**EXERCISE**
Can you turn the records, from their start through the line that contains "pixel 212 306", into a Markdown table with the columns n and Line, one numbered row per line and blank lines left out?

═══ INFORMATION PROVIDED

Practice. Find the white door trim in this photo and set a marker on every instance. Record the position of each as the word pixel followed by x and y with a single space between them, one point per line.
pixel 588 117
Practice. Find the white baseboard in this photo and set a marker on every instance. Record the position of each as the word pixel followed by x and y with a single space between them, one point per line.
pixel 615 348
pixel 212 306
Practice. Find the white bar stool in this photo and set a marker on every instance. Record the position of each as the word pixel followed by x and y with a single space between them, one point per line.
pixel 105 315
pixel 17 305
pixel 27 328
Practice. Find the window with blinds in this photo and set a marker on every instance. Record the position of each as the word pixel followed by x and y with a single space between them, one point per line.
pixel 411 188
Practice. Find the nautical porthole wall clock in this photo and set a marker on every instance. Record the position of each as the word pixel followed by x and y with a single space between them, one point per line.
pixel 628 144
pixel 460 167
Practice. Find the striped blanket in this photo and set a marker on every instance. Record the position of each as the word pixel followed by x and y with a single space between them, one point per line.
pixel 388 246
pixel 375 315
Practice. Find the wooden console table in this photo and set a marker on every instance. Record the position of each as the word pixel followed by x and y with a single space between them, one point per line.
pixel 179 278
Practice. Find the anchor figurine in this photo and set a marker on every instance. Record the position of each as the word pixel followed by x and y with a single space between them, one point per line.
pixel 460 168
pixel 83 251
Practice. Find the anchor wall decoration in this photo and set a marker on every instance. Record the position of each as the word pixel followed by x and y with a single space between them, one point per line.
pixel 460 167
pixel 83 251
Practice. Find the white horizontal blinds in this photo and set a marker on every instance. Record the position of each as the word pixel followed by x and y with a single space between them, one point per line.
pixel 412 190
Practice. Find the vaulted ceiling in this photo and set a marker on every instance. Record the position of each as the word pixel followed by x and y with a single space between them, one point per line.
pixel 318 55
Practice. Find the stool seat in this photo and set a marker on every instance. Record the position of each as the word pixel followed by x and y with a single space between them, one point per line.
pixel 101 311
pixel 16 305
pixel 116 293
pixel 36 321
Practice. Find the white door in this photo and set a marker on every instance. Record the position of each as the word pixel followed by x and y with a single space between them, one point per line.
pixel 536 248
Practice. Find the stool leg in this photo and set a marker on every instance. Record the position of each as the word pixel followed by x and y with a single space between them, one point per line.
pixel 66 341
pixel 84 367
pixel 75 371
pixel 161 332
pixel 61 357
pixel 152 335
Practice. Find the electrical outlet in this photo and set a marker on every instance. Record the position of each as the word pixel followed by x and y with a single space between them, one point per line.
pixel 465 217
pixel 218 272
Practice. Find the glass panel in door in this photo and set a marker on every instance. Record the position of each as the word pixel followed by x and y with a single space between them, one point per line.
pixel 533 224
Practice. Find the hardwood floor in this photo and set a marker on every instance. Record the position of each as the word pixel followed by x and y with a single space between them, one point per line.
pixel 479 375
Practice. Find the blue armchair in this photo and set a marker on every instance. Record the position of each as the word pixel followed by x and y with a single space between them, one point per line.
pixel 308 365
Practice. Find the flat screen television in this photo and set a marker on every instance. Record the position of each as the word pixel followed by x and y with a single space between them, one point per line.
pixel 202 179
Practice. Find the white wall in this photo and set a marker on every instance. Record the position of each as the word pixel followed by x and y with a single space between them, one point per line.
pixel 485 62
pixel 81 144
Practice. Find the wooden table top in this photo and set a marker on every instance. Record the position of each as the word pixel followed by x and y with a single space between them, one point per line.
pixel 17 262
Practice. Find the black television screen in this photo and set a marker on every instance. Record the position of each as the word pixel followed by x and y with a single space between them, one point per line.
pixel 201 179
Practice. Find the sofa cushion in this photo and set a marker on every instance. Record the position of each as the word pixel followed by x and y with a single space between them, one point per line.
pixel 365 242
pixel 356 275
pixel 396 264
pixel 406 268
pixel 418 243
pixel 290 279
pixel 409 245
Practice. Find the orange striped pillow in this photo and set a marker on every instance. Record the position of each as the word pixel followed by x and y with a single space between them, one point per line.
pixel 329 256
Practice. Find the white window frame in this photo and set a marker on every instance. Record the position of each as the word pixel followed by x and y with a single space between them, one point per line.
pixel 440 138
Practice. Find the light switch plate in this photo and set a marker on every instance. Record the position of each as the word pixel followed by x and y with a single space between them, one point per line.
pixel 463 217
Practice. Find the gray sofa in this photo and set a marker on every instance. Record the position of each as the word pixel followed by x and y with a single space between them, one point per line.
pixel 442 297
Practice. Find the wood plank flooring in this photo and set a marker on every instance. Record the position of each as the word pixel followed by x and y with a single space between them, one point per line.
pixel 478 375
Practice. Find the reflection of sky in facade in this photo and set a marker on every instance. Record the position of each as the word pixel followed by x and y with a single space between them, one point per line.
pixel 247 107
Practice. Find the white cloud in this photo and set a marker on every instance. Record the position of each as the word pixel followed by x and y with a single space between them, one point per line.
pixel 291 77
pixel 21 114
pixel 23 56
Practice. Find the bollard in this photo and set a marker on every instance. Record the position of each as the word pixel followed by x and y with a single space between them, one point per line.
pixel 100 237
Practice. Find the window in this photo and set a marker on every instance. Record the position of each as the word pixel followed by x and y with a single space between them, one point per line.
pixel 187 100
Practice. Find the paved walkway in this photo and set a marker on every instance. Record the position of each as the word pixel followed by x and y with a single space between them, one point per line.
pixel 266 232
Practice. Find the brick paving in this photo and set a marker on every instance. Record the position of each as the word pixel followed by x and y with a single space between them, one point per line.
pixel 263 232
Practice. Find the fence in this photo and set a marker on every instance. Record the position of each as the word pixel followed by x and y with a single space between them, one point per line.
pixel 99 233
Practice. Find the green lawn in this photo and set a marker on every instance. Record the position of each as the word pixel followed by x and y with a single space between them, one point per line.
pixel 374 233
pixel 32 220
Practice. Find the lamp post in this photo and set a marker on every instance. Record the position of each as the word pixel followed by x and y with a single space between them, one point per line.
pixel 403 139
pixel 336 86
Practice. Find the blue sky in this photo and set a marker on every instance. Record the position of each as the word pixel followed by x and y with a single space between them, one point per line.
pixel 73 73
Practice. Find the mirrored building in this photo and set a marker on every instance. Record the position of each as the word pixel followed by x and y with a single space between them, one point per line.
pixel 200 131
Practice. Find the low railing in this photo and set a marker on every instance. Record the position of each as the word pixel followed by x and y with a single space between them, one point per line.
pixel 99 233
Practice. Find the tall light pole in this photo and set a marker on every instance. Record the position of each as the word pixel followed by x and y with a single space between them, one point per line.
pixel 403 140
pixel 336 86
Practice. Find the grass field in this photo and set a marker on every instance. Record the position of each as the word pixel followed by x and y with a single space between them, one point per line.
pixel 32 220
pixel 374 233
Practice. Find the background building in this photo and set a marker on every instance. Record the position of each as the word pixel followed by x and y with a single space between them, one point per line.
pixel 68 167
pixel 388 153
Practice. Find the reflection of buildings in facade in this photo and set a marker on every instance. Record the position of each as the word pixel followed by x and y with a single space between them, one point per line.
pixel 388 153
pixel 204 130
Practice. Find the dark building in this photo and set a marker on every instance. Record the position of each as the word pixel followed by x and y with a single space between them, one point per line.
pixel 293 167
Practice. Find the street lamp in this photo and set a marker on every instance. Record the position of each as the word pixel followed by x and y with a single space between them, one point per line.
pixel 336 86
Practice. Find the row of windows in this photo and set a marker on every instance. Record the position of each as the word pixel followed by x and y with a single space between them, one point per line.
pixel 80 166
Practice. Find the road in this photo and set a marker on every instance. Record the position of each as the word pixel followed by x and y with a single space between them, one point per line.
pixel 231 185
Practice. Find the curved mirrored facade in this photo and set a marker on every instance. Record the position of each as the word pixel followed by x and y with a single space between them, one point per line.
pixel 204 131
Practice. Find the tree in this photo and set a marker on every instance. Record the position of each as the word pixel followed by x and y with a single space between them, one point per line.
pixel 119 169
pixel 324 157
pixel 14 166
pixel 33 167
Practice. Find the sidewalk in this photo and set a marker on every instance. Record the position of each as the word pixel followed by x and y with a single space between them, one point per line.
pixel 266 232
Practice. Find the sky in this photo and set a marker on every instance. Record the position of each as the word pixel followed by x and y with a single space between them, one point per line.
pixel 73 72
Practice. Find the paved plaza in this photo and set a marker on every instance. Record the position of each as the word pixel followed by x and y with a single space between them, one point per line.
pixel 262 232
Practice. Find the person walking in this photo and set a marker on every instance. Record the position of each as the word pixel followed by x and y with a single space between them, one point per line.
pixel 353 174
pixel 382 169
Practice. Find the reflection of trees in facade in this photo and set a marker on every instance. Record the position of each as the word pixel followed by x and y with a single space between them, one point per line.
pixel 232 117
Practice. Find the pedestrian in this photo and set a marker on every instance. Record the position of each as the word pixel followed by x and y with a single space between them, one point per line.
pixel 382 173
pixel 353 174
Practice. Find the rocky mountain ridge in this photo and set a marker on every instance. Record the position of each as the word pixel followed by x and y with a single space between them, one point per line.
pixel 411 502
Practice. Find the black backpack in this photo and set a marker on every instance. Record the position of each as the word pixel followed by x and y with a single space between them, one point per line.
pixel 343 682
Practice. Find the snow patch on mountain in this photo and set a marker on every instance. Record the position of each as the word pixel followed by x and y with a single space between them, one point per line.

══════

**FINAL RESULT**
| n | Line |
|---|---|
| 1 | Practice. Find the white door trim in this photo and set a marker on every instance. Record the position of each as the word pixel followed by x and y with a single space between them, one point per line. |
| 2 | pixel 588 117 |
| 3 | Practice. Find the white baseboard in this photo and set a marker on every instance. Record the position of each as the word pixel followed by x and y with a single space between them, one point per line. |
| 4 | pixel 615 348 |
| 5 | pixel 212 306 |